What you are asked to do:
What you return must match the material exactly, with every line present.

Exercise materials:
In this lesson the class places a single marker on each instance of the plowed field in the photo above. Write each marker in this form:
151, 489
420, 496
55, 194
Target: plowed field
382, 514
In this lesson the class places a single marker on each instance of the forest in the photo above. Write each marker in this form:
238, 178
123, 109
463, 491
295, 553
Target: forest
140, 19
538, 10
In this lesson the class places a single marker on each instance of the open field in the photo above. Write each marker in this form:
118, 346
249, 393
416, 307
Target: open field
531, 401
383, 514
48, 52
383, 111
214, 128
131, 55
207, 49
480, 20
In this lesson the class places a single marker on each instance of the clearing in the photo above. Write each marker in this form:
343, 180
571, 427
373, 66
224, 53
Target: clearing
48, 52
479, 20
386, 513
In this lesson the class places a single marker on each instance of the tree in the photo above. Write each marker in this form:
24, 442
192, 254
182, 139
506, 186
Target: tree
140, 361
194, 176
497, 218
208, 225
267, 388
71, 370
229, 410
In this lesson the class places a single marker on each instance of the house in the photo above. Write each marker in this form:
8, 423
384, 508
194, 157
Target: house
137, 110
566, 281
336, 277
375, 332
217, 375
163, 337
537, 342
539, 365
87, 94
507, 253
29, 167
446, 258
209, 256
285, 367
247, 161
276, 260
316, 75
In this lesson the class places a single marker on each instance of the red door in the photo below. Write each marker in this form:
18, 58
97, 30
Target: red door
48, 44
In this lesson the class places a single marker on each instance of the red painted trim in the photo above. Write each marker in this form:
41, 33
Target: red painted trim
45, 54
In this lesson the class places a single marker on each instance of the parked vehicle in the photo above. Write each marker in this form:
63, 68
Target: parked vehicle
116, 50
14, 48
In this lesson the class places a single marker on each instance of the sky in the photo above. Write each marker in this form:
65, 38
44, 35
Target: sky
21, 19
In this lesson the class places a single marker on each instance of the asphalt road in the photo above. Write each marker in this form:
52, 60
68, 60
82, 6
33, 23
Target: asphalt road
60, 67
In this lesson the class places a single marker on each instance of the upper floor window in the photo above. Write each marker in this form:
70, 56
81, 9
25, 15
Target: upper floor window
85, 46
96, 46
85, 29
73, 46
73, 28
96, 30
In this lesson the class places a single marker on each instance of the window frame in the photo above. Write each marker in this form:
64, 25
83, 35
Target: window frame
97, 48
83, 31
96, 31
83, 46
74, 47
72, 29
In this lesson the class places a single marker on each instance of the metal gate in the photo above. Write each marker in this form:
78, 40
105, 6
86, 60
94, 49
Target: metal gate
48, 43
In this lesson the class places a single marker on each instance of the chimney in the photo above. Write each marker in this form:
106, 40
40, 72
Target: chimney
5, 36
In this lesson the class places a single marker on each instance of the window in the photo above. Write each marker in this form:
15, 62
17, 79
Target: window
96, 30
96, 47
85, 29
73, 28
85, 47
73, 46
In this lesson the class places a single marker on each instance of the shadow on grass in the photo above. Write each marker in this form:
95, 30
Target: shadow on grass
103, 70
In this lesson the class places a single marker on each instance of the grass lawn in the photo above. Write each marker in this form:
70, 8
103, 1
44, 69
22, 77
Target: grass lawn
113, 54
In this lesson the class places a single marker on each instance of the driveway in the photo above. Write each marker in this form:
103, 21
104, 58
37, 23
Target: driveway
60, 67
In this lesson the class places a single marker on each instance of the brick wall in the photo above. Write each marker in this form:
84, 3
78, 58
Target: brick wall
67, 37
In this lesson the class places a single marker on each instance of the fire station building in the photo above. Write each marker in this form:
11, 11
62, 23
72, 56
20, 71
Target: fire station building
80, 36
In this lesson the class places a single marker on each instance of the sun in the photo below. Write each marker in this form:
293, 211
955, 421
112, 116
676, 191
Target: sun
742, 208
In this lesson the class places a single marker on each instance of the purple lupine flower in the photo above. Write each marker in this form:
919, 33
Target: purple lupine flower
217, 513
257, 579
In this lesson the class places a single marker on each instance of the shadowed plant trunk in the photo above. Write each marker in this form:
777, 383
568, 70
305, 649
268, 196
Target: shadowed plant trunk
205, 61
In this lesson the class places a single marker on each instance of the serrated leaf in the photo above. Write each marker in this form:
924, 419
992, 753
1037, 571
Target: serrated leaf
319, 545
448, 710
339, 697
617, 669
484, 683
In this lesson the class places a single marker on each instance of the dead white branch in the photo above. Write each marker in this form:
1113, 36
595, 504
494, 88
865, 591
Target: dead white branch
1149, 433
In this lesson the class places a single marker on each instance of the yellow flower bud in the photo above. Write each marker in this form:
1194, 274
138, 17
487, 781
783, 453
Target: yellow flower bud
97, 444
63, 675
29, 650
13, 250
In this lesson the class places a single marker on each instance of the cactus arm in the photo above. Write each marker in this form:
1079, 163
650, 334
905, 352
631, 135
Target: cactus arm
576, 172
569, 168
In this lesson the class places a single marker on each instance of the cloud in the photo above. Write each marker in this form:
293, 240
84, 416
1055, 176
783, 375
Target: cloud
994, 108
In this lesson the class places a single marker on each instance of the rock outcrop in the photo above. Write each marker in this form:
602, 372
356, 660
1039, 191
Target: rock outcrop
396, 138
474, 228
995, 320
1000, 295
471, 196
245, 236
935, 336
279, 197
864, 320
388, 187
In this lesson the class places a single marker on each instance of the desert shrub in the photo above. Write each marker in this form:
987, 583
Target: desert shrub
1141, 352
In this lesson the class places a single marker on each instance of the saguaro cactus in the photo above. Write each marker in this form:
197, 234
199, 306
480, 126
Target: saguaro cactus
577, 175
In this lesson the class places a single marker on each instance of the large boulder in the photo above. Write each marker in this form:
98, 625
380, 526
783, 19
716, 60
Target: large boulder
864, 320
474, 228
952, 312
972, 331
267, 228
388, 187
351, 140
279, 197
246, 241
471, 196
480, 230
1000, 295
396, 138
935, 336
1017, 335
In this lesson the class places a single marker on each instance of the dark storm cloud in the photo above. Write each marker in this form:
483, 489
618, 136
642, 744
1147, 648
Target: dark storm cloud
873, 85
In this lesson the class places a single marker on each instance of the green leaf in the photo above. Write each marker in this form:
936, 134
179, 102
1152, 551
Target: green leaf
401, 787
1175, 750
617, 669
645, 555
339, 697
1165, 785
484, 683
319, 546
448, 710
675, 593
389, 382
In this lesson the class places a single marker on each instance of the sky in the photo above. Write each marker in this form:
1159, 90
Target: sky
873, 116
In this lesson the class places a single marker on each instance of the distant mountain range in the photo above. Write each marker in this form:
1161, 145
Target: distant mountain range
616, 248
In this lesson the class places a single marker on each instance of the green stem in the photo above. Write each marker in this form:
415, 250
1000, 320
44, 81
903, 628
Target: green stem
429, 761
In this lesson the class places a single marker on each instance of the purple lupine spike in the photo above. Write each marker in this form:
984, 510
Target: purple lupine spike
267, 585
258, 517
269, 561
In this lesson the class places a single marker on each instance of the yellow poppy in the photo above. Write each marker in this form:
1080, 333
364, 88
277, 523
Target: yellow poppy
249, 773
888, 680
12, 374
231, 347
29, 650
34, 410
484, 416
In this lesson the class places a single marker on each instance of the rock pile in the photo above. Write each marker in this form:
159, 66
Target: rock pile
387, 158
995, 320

Task output:
In this lesson the class places a single marker on each instance of the plowed field in the photo above. Write each marker in this form:
151, 489
420, 496
55, 194
Target: plowed field
382, 514
In this lesson the class places a single marker on each instance of the forest in the photo above. Write each marker in this form:
238, 178
123, 109
463, 491
295, 553
Target: forest
140, 19
538, 10
In this lesson the class places a single marker on each instance of the open field in the photo above. Write each marker in this form:
118, 346
249, 393
416, 307
Target: open field
531, 401
383, 514
48, 52
383, 111
214, 128
131, 55
207, 49
480, 20
In this lesson the class places a single marker on each instance of the clearing in the photo above. Write each marker in this form:
343, 180
571, 427
373, 66
224, 53
Target: clearing
48, 52
479, 20
386, 513
In this lesson the class places a single marker on each instance of the tree in the photo above. Write each marker in this form:
24, 442
192, 254
182, 139
506, 186
Target: tree
140, 361
194, 176
497, 218
208, 225
267, 388
71, 370
229, 410
In this lesson the class places a single marker on each instance of the house in the photo above. Write each marker in this form:
8, 423
384, 508
194, 157
Target: house
137, 110
566, 281
336, 277
375, 332
217, 375
163, 337
537, 342
539, 365
87, 94
507, 253
29, 167
446, 258
209, 256
285, 367
247, 161
276, 260
316, 75
In this lesson the class places a single marker on each instance of the red door in the photo below. Write each marker in this form:
18, 58
97, 30
Target: red door
48, 44
In this lesson the class places a single marker on each instance of the red painted trim in the photo above. Write each marker in this form:
41, 33
Target: red painted trim
45, 54
In this lesson the class places a single marker on each instance of the parked vehicle in the photo above. Write each marker in this form:
63, 68
Target: parked vehicle
116, 50
14, 48
In this lesson the class places a single marker on each instance of the sky in the photo above. Write each marker in this form:
65, 38
44, 35
Target: sky
21, 19
In this lesson the class places a single marker on each instance of the asphalt road in the photo above. Write each marker in this form:
52, 60
68, 60
82, 6
33, 23
Target: asphalt road
60, 67
In this lesson the class places a single marker on each instance of the upper floor window in the photo above. Write each marker in this form:
70, 56
81, 9
25, 15
Target: upper floor window
85, 46
96, 46
85, 29
73, 46
73, 28
96, 30
In this lesson the class places a single marker on each instance of the window frame in the photo above. Write each marker in this form:
64, 25
83, 35
Target: window frame
97, 48
83, 31
96, 31
83, 46
74, 47
72, 29
In this lesson the class places a single marker on each instance of the metal gate in the photo above. Write each marker in this form:
78, 40
105, 6
86, 60
94, 49
Target: metal gate
48, 43
In this lesson the class places a single marker on each instance of the chimney in the photo above. Write each marker in this form:
106, 40
40, 72
Target: chimney
5, 36
In this lesson the class places a single marker on each instance of the window in the photo above. Write each marker in this form:
15, 62
17, 79
Target: window
96, 30
96, 47
85, 29
73, 28
85, 47
73, 46
In this lesson the class places a single marker on each instance of the shadow on grass in the photo above. Write each marker in this form:
95, 30
Target: shadow on grass
103, 70
In this lesson the class places a single marker on each instance of the grass lawn in the photo above. Write each marker in this form:
70, 8
103, 1
44, 69
22, 77
Target: grass lawn
113, 54
In this lesson the class places a single marker on each instance of the driveway in the photo above. Write each marker in this form:
103, 21
104, 58
37, 23
Target: driveway
60, 67
In this lesson the class places a single marker on each instance of the brick wall in the photo above. Write each marker in this form:
84, 3
78, 58
Target: brick wall
67, 37
In this lesson the class places a single marker on each instance of the fire station building in the photo above. Write each marker in this form:
11, 11
62, 23
72, 56
20, 71
Target: fire station building
80, 36
In this lesson the class places a single marker on each instance of the sun in the photo below. Write each marker in this form:
293, 211
955, 421
112, 116
676, 191
Target: sun
742, 208
In this lesson the class places a single marker on each instance of the purple lupine flower in the photo above. Write each marker in this form:
919, 33
Target: purple lupine flower
217, 513
257, 579
In this lesson the class places a single marker on each instance of the shadowed plant trunk in the photo above. Write each marker in this form:
777, 383
568, 70
305, 649
268, 196
Target: shadowed plant trunk
205, 61
In this lesson the class places a single marker on each instance of the serrated leaf in the photo above. Write each marker in this form:
924, 419
992, 753
1037, 571
Target: serrated leaf
319, 545
448, 710
339, 697
617, 669
484, 683
In this lesson the class places a single marker on each instance of the dead white branch in the photo above. Write each marker in this form:
1113, 36
595, 504
494, 88
865, 591
Target: dead white branch
1149, 433
In this lesson the class places a single marker on each instance of the yellow flower bud in the photo above. Write each marker in this form:
1194, 274
138, 17
487, 781
783, 453
Target: yellow flower bud
97, 444
63, 675
29, 650
13, 250
In this lesson the class places a single marker on each instance of the cactus arm in the photo above. Write each marker in this form:
1079, 163
650, 334
905, 352
631, 135
Target: cactus arm
576, 172
569, 168
In this lesson the class places a single marker on each instance of the cloud in the photo above. Write each marker in this form:
293, 240
84, 416
1055, 176
783, 375
Target: cloud
994, 108
In this lesson the class places a single marker on each instance of the rock outcrop in the photo above. Write each marker in this form:
602, 372
356, 660
1039, 191
Target: rock outcrop
396, 138
474, 228
995, 320
1000, 295
471, 196
245, 236
935, 336
279, 197
864, 320
388, 187
In this lesson the class places a single marker on each instance of the desert shrub in the photo above. Write each marker in this form:
987, 583
Target: desert shrub
1141, 352
In this lesson the class places a single marker on each instance of the saguaro cactus in the photo above. Write each marker in this form:
197, 234
199, 306
480, 126
Target: saguaro cactus
577, 175
In this lesson the class places a single marker on each instance of the large boulder in the photo above. Write each marker in this form:
98, 625
380, 526
783, 19
716, 60
Target: large boulder
864, 320
474, 228
952, 312
972, 331
267, 228
388, 187
351, 140
279, 197
246, 241
471, 196
480, 230
1000, 295
396, 138
935, 336
1017, 335
In this lesson the class places a single marker on each instance of the dark storm cloud in the photo above. Write each marker in this form:
483, 489
618, 136
642, 744
1147, 648
Target: dark storm cloud
873, 85
In this lesson the class places a single marker on each instance of the green leaf in the photo above. Write each marker in this form:
936, 134
179, 102
1152, 551
Target: green leaf
401, 787
1175, 750
617, 669
645, 555
339, 697
1165, 785
484, 683
319, 546
448, 710
675, 593
389, 382
In this lesson the class places a single marker on each instance of the sky in the photo above. Write each marker in this form:
1159, 90
Target: sky
873, 116
In this lesson the class places a single marker on each instance of the distant mountain range in the photo above. Write each marker in this form:
1161, 145
Target: distant mountain range
616, 248
In this lesson the class places a single marker on each instance of the green stem in the photo above. Write each marker in this form:
415, 250
1000, 320
44, 81
903, 628
Target: green stem
429, 761
In this lesson the class places a single marker on each instance of the purple lupine spike in the photo above. Write each marker in this form:
984, 510
Target: purple lupine spike
267, 585
258, 517
269, 561
In this lesson the class places a single marker on each instance of the yellow poppy in the photo above. Write each marker in this form:
1080, 333
364, 88
277, 523
Target: yellow poppy
249, 773
888, 680
12, 374
231, 347
29, 650
34, 410
484, 416
In this lesson the class places a single marker on each instance of the rock pile in the photo above. Write each marker in this form:
159, 66
Target: rock pile
387, 158
995, 320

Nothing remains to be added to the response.